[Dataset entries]
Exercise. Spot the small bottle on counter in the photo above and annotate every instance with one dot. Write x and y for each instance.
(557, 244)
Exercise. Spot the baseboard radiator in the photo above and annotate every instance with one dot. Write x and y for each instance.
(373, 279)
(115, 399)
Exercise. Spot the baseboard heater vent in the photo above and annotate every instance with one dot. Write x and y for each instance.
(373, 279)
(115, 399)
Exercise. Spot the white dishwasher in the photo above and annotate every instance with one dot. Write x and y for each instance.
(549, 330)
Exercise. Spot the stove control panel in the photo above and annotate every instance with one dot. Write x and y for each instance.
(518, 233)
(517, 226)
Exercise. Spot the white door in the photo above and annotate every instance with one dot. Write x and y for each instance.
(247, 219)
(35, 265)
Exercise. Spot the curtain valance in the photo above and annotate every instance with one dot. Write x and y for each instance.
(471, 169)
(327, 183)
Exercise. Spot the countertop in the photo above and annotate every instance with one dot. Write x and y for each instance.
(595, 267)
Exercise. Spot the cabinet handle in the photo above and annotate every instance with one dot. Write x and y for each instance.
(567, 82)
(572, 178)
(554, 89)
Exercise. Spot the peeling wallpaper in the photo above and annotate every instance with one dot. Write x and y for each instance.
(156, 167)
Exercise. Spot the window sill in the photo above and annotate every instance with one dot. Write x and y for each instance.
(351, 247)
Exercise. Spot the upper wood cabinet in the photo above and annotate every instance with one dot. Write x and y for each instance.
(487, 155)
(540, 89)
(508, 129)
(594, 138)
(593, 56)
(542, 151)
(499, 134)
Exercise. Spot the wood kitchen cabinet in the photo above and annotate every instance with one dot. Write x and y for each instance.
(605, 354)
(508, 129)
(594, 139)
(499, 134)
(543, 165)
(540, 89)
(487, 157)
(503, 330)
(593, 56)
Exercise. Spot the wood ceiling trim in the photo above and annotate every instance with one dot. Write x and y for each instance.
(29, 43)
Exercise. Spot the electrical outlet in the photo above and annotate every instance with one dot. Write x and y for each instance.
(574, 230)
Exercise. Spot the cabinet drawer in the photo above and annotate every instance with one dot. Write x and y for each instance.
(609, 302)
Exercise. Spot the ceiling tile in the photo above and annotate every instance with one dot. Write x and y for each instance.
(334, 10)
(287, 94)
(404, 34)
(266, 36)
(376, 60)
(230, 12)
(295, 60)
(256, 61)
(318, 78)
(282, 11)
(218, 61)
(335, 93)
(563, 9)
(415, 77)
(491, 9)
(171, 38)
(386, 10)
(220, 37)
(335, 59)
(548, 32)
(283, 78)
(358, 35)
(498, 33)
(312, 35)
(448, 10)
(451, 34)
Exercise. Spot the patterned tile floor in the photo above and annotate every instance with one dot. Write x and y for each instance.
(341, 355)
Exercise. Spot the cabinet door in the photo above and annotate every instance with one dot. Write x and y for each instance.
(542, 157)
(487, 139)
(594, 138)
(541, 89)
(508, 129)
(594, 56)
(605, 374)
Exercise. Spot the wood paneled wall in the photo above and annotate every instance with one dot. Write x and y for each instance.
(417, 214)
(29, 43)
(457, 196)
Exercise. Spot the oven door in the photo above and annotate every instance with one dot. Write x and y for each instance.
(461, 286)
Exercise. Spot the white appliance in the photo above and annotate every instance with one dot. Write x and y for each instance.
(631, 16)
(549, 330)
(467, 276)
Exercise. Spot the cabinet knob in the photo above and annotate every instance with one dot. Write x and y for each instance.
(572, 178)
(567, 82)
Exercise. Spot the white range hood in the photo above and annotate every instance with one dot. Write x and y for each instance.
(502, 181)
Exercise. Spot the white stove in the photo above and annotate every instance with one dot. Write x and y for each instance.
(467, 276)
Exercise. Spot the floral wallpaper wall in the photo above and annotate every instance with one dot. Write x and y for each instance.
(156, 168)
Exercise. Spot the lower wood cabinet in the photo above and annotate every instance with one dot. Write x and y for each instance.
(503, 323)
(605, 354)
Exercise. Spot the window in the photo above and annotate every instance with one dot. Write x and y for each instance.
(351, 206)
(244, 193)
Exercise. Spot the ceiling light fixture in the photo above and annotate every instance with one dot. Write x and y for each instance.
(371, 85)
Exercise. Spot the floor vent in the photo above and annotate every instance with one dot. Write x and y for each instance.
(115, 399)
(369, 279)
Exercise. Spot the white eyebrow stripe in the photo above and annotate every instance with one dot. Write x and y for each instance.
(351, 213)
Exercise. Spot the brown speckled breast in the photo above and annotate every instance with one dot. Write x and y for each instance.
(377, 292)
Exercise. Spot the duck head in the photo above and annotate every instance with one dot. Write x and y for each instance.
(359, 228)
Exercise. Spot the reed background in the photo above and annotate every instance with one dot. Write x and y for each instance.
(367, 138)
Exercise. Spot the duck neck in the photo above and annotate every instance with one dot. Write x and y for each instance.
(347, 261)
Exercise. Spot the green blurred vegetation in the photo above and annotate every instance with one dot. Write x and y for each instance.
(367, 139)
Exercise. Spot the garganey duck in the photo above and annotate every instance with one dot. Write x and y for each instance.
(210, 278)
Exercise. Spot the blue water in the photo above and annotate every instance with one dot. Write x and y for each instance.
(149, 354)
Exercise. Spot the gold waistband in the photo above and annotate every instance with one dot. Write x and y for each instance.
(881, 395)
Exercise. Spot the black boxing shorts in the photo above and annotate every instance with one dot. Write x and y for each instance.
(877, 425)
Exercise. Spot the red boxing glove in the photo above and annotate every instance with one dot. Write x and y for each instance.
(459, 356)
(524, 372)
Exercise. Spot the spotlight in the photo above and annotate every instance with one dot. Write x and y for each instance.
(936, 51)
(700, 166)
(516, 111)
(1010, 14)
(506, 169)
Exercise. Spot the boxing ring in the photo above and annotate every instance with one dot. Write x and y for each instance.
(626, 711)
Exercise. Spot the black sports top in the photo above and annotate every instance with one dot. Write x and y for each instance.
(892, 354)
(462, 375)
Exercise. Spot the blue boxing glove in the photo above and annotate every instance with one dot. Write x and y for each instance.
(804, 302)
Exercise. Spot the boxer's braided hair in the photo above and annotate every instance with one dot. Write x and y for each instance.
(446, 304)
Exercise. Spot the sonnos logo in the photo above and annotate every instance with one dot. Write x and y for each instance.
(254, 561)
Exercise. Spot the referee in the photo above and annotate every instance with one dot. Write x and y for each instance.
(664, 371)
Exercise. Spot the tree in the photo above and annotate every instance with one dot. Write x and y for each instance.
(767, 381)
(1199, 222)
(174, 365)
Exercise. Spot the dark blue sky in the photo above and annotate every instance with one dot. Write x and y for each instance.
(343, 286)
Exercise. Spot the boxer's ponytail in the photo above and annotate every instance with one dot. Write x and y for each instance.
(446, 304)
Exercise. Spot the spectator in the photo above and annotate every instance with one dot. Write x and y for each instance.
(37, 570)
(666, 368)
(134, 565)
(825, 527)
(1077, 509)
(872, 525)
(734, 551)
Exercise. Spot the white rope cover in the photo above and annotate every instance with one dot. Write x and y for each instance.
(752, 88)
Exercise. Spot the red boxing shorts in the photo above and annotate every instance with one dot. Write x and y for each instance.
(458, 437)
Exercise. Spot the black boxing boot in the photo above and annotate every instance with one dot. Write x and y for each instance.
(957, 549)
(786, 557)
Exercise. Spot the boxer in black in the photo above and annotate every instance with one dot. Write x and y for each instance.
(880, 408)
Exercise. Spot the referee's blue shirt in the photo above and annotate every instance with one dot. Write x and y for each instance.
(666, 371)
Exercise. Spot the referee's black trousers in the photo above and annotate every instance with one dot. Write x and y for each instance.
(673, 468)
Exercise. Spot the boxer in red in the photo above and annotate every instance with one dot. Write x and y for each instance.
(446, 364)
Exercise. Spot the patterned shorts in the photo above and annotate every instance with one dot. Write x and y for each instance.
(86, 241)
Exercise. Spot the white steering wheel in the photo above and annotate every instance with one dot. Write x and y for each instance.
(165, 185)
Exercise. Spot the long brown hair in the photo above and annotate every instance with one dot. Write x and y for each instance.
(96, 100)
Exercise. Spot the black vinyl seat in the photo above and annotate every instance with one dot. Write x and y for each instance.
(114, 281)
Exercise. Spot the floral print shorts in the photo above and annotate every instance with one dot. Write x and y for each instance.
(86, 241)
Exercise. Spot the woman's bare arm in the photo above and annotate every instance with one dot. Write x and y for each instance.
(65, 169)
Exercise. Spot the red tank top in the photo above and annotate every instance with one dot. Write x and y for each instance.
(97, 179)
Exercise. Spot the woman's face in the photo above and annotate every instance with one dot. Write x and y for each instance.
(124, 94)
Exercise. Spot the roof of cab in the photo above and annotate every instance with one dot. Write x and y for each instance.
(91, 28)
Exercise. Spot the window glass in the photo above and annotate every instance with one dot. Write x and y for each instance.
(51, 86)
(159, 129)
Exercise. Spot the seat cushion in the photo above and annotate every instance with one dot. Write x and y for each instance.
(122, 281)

▶ _What you should do_:
Return the lines from the line containing "Exercise. Spot the white steering" to the end of the entries above, exactly as they appear and with no other output.

▶ _Reply to the exercise_:
Exercise. Spot the white steering wheel in the photo above and annotate every instance with one dot. Write x and y for each instance.
(165, 185)
Exercise. Spot the long brown hair in the photo above and annotate every instance with one dot. Write x and y for each instance.
(96, 100)
Exercise. Spot the black vinyl seat in the photo above and annotate every instance with one dot. Write x and y for each instance.
(114, 281)
Exercise. Spot the floral print shorts in the photo above and annotate every instance with one dot. Write x and y for each instance.
(86, 241)
Exercise. Spot the woman's bare arm in the photo above and annotate every instance with one dot. Write x and y for each instance.
(65, 169)
Exercise. Spot the red tank top in the photo above and annotate every instance with one dot. Write x and y for each instance.
(97, 179)
Exercise. Spot the woman's face in the photo above and annotate every instance with one dot. Write x and y for each instance.
(124, 94)
Exercise. Spot the roof of cab in the photo above and annotate every instance with one dot. Write x and y for each instance.
(91, 28)
Exercise. Spot the window glass in the photo above and annotate every instance with one dot. Write x and y for each instance.
(51, 86)
(159, 129)
Exercise. Spot the seat cushion in the photo above and annotate every instance with one dot. Write x and y for each instance.
(122, 281)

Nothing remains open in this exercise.